- _WRITTEN PROBLEM 1_: Quote the introduction on Android security from "For example, an" up to and including "ect (stralker ware?)".

- _EXTRACT_:

#import "../lib.typ": epigraph, eg, APK, API, highlight-block, pb1-text, pb2-text, pb3-text
#import "../lib.typ": todo, jfl-note, jm-note

= Introduction <sec:intro>

// https://youtu.be/si9iqF5uTFk?t=1512
#epigraph("Rear Admiral Grace Hopper")[If during the next 12 months any one of you says "but we have always done it that way", I will instantly materialize beside you and I will haunt you for 24 hours.]


// De tout temps les hommes on fait des apps android ...
Android is the most used mobile operating system since 2014, and since 2017, it even surpasses Windows all platforms combined#footnote[https://gs.statcounter.com/os-market-share#monthly-200901-202304].
The public adoption of Android is confirmed by application developers, with 1.3 million apps available in the Google Play Store in 2014, and 3.5 million apps available in 2017#footnote[https://www.statista.com/statistics/266210]. 
Its popularity makes Android a prime target for malware developers. 
Indeed, various applications have been shown to behave maliciously, from stealing personal informations~@shanSelfhidingBehaviorAndroid2018 to hijacking the smartphone's computing resources to mine cryptocurrency~@adjibi_devil_2022.

Considering the importance of Android in the everyday life of so many people, Google, the company that develops Android, defined a very strong security model that addresses an extensive threat model~@mayrhofer_android_2021.
This threat model goes as far as to consider that an adversary can have physical access to an unlocked device (#eg an abusive partner, or a border control). // Americaaaaa
On the device, this security model includes the sandboxing of each application, controlled using a system of permissions to allow the applications to perform potentially unwanted actions.
For example, an application cannot access the contact list without requesting permission from the user first.
Android keeps improving its security from version to version by improving the sandboxing (#eg starting with Android 10, applications can no longer access the clipboard if they are not focused) or by using safer defaults (#eg since Android 9, by default, all network connections must use TLS).
// Android Bouncer, ca marche pas tres bien quand même ect ect (stralker ware?)

In the spirit of _defence in depth_, Google developed a _Bouncer_ service that scans applications in the store for malicious software#footnote[https://googlemobile.blogspot.com/2012/02/android-and-security.html].

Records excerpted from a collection
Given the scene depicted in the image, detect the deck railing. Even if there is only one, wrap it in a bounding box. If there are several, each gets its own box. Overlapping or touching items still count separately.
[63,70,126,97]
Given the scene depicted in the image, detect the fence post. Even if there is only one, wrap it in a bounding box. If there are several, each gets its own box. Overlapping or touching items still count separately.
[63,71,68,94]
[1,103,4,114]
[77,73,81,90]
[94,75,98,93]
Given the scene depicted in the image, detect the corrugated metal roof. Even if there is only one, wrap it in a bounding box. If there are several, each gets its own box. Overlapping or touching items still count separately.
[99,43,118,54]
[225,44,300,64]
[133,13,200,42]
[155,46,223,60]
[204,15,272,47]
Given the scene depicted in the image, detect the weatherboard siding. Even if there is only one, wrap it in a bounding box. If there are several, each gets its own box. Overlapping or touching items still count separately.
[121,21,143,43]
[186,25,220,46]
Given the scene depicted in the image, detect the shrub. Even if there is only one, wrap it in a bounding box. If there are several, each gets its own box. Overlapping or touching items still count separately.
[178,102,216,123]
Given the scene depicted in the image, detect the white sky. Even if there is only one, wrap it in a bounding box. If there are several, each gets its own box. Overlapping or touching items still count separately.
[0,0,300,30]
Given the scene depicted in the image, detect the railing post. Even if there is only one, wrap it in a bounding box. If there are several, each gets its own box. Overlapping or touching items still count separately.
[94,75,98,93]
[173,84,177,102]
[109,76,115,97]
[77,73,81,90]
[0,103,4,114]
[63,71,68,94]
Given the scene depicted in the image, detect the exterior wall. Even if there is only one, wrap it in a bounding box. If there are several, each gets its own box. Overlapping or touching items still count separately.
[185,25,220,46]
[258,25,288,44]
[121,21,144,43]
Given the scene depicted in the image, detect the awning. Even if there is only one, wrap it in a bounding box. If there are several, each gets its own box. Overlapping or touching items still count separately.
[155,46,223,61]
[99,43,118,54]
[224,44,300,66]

- _WRITTEN PROBLEM 2_: Substitute "canopy" for "awning" in the records from the line with "Given the scene depicted in the image, detect the exterior" through the end of the records, leaving everything else unchanged. Return only those lines.

- _CORRECT ANSWER 1_:
For example, an application cannot access the contact list without requesting permission from the user first.
Android keeps improving its security from version to version by improving the sandboxing (#eg starting with Android 10, applications can no longer access the clipboard if they are not focused) or by using safer defaults (#eg since Android 9, by default, all network connections must use TLS).
// Android Bouncer, ca marche pas tres bien quand même ect ect (stralker ware?)

- _CORRECT ANSWER 2_:
Given the scene depicted in the image, detect the exterior wall. Even if there is only one, wrap it in a bounding box. If there are several, each gets its own box. Overlapping or touching items still count separately.
[185,25,220,46]
[258,25,288,44]
[121,21,144,43]
Given the scene depicted in the image, detect the canopy. Even if there is only one, wrap it in a bounding box. If there are several, each gets its own box. Overlapping or touching items still count separately.
[155,46,223,61]
[99,43,118,54]
[224,44,300,66]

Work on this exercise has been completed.